(Source records)

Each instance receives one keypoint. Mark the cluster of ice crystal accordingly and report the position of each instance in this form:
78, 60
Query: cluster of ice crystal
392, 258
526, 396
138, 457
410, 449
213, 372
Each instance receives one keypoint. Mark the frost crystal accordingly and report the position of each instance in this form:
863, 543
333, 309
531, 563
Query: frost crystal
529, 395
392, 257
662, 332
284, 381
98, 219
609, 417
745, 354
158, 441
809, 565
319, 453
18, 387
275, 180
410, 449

==

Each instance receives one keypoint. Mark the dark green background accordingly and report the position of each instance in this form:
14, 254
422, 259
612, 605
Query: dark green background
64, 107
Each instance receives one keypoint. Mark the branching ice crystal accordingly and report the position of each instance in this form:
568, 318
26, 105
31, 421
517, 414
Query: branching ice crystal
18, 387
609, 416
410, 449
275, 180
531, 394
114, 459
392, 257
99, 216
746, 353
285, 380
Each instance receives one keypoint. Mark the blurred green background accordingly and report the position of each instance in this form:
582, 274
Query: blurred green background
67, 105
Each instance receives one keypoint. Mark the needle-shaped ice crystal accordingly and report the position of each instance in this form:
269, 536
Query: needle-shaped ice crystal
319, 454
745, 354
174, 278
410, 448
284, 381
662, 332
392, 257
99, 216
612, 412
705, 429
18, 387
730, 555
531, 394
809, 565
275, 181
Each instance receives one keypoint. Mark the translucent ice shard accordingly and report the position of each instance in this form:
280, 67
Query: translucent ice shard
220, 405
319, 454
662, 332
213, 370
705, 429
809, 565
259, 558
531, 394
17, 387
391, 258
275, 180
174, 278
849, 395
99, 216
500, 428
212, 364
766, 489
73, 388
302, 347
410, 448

Exercise directions
Check each line of the records above, and copy those that hold the word "accordingly".

Exercise result
Each instance receives one keypoint. Mark the cluster of ice crystal accordingly and report the position of each instance in this form:
Each instance receives one keypoint. Mark the frost crystal accordingly and report the position of each instance in this form:
Each instance receives one keypoint. Mark the dark green background accordingly and report the position of each instance in this form:
Each instance receives one keypoint. Mark the branching ice crystal accordingly and report the position of each instance in this form:
Each instance receives one keypoint. Mark the blurred green background accordingly and report the position of each instance in this form:
Each instance receives one keypoint. Mark the needle-shaped ice crystal accordingly and report the position of each instance in this form:
Each instance receives one keypoint. Mark the translucent ice shard accordingly and report the position of each instance in this form:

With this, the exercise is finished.